DIRECTIONS FOR THIS TASK: Print the listing in full, exactly as it stands.
::: EXTRACTED ENTRIES
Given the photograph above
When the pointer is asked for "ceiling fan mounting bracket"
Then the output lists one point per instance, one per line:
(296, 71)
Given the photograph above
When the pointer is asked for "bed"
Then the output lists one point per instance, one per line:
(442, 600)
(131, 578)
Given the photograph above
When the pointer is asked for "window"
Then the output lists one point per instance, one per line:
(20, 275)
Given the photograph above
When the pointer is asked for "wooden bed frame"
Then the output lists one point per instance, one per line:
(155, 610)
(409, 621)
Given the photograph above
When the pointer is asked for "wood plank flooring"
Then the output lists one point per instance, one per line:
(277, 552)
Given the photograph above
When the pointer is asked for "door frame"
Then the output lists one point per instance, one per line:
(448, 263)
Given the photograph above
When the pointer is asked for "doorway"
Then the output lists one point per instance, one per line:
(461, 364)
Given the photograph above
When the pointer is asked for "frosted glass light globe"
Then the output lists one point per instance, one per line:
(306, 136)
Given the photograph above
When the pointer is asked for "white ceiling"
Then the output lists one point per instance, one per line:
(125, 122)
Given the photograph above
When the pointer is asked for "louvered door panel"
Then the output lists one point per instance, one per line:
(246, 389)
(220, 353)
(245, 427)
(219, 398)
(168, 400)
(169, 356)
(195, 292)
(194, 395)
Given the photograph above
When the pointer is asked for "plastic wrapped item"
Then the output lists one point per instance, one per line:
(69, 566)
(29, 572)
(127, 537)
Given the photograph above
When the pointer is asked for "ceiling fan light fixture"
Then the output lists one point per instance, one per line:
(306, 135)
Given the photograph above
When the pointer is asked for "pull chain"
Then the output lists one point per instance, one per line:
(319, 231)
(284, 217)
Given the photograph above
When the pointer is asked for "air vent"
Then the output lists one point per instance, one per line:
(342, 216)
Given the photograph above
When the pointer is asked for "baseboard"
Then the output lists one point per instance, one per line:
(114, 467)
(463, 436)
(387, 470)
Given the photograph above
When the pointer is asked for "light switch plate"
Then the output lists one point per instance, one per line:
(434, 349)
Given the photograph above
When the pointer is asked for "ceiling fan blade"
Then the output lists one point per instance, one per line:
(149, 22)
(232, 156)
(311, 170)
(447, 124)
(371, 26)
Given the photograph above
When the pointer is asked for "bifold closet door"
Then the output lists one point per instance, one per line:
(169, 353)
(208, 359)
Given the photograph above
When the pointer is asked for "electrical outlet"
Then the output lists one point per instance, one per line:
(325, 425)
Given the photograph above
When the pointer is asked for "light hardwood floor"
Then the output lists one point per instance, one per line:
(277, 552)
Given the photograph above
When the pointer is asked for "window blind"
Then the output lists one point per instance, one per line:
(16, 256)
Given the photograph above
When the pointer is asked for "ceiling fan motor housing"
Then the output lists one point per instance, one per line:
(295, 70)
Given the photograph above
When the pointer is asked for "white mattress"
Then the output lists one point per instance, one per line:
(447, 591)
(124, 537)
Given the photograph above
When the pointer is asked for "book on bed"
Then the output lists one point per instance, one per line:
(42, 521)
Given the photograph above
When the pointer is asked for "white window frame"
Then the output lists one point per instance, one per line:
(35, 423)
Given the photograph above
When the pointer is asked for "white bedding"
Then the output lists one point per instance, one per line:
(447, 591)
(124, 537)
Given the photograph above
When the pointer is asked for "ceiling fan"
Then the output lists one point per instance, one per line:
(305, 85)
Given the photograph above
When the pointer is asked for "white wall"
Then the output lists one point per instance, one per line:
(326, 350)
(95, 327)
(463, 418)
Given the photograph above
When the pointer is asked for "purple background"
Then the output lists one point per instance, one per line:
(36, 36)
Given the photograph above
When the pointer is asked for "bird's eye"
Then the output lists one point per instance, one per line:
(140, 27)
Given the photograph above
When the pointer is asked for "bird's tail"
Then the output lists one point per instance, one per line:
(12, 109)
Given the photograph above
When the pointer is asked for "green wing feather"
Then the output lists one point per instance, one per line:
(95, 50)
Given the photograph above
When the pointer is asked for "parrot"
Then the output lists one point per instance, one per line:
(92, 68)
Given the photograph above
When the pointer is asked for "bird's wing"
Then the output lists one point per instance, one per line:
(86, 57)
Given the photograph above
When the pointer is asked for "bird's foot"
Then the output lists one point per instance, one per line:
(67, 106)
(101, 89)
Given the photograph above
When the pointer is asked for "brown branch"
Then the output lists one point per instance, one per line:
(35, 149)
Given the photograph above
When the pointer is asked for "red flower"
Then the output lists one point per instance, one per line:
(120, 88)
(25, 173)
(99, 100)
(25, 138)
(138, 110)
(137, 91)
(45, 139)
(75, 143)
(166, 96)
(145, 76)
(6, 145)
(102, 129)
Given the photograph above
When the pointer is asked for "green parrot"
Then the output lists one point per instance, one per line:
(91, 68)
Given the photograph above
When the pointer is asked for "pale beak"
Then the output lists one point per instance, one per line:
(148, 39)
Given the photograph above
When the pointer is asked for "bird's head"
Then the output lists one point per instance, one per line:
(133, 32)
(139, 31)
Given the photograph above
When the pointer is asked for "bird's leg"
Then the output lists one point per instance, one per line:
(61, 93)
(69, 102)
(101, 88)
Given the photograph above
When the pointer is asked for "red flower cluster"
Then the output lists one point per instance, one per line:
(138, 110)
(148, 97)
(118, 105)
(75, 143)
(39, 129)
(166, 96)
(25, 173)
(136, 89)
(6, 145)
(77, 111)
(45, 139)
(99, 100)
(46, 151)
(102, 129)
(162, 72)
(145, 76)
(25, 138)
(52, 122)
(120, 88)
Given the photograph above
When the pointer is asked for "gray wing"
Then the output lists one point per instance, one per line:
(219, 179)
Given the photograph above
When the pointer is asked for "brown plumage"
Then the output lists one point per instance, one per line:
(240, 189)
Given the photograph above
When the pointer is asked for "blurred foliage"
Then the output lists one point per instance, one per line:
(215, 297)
::::::
THE COMPLETED TASK:
Given the photograph above
When the pointer is asked for "ceiling fan mounting bracket"
Then the output lists one point per instance, one per line:
(296, 71)
Given the photograph above
When the pointer is asked for "bed"
Then the output lists one point per instance, one per line:
(442, 600)
(131, 578)
Given the photograph above
When the pointer is asked for "window"
Then the output lists one point per instance, one per line:
(20, 275)
Given the photograph above
When the pointer is asked for "wooden bed frame"
Then the output lists one point per instance, one per line:
(155, 610)
(409, 621)
Given the photograph above
When the pointer is asked for "wood plank flooring"
Then the output lists one point per instance, one per line:
(277, 552)
Given the photograph above
When the pointer is asked for "door frame"
Then the output lists one point per instance, one per line:
(448, 263)
Given the photograph above
When the pointer is asked for "doorway"
Then the output lists one point per instance, one per line:
(461, 364)
Given the photograph above
When the pointer is asked for "frosted glass light globe"
Then the output lists one point per instance, one per line:
(306, 136)
Given the photograph above
When the pointer is asked for "white ceiling"
Then the output lists one point per instance, one per line:
(125, 122)
Given the photograph above
When the pointer is asked for "louvered door panel"
Then the output lists one point per instance, one per line:
(246, 389)
(220, 353)
(245, 427)
(219, 398)
(168, 400)
(169, 356)
(195, 292)
(194, 395)
Given the photograph above
When the pointer is asked for "plastic wrapped item"
Then the output lists one point per instance, one per line:
(69, 566)
(29, 572)
(127, 537)
Given the photograph above
When the pointer is asked for "ceiling fan light fixture"
Then the output lists one point per instance, one per line:
(306, 135)
Given the photograph above
When the pointer is asked for "pull chain"
Then the output lists one point per instance, one per line:
(319, 231)
(284, 217)
Given the photograph above
When the pointer is asked for "air vent"
Then the output lists one point per instance, one per line:
(342, 216)
Given the photograph above
When the pointer is asked for "baseboard"
Then the output lists one point per instance, one per line:
(114, 467)
(463, 436)
(387, 470)
Given the photograph above
When the pointer is asked for "light switch plate"
Then the output lists one point per instance, one per line:
(434, 349)
Given the photograph above
When the pointer is asked for "ceiling fan blade"
Then the output lists one point per instance, one per line:
(149, 22)
(232, 156)
(311, 170)
(447, 124)
(371, 26)
Given the photograph above
When the pointer is asked for "bifold closet door"
Then the output lists one point per instance, one per line:
(169, 353)
(208, 359)
Given the photograph above
When the pointer is asked for "electrical outlet"
Then the output lists one point per instance, one per line:
(325, 425)
Given the photograph above
When the pointer is asked for "light hardwood floor"
Then the output lists one point per instance, one per line:
(277, 552)
Given the photograph above
When the pointer is asked for "window blind"
Then the output lists one point per instance, one per line:
(16, 256)
Given the photograph above
When the pointer is asked for "ceiling fan motor housing"
Then the output lists one point per instance, one per line:
(295, 70)
Given the photograph above
When the pointer is asked for "white mattress"
Then the output lists one point per instance, one per line:
(447, 591)
(124, 537)
Given the photograph above
When the pointer is asked for "book on bed"
Then the output lists one point per instance, one per line:
(42, 521)
Given the photograph above
When the pointer is asked for "white window frame"
Then the output lists one point per instance, one per line:
(35, 423)
Given the photograph above
When the pointer is asked for "white bedding"
Then the output lists one point per instance, one per line:
(447, 591)
(124, 537)
Given the photograph above
When the pointer is asked for "ceiling fan"
Then the output lists one point per instance, one per line:
(305, 85)
Given the photograph above
When the pointer is asked for "white wall"
Then the output lists one point per instance, one per line:
(326, 350)
(95, 327)
(463, 418)
Given the photograph above
When the pointer is asked for "purple background"
Then the output lists one point per instance, one per line:
(36, 36)
Given the photograph above
When the pointer is asked for "bird's eye"
Then the output lists one point per instance, one per line:
(140, 27)
Given the photograph above
When the pointer is asked for "bird's tail"
Then the output lists one point per instance, one per line:
(12, 109)
Given the photograph above
When the pointer is asked for "green wing feather"
Then the output lists one point per instance, one per line:
(95, 50)
Given the photograph above
When the pointer is asked for "parrot"
Then the output lists one point per instance, one per line:
(92, 68)
Given the photograph above
When the pointer is asked for "bird's wing"
Then the output lists one point per instance, one per line:
(86, 57)
Given the photograph above
When the pointer is asked for "bird's foot"
Then the output lists one point per instance, one per line:
(67, 106)
(101, 89)
Given the photograph above
When the pointer is asked for "brown branch"
Then the output lists one point per instance, one per line:
(35, 149)
Given the photograph above
When the pointer is asked for "red flower"
Then the output lists one point per instance, one per line:
(120, 88)
(25, 173)
(99, 100)
(25, 138)
(138, 110)
(137, 91)
(45, 139)
(75, 143)
(166, 96)
(145, 76)
(6, 145)
(102, 129)
Given the photograph above
When the pointer is asked for "green parrot"
Then the output lists one point per instance, one per line:
(91, 68)
Given the photograph above
When the pointer is asked for "pale beak"
Then the output lists one point per instance, one per line:
(148, 39)
Given the photograph above
When the pointer is asked for "bird's head"
Then the output lists one point per instance, one per line:
(133, 32)
(139, 31)
Given the photograph above
When the pointer is asked for "bird's leg"
Then the output lists one point per instance, one per line:
(61, 93)
(69, 102)
(101, 88)
Given the photograph above
When the pointer is asked for "red flower cluster"
Then the output lists one point per instance, one per line:
(138, 110)
(148, 97)
(118, 105)
(75, 143)
(39, 129)
(166, 96)
(25, 173)
(136, 89)
(6, 145)
(77, 111)
(45, 139)
(99, 100)
(46, 151)
(102, 129)
(162, 72)
(145, 76)
(25, 138)
(52, 122)
(120, 88)
Given the photograph above
When the pointer is asked for "gray wing"
Then the output lists one point per instance, one per line:
(219, 179)
Given the photograph above
When the pointer is asked for "brown plumage"
Then the output lists one point per instance, one per line:
(240, 189)
Given the photograph above
When the pointer is asked for "blurred foliage"
Then the output lists one point per instance, one per line:
(215, 297)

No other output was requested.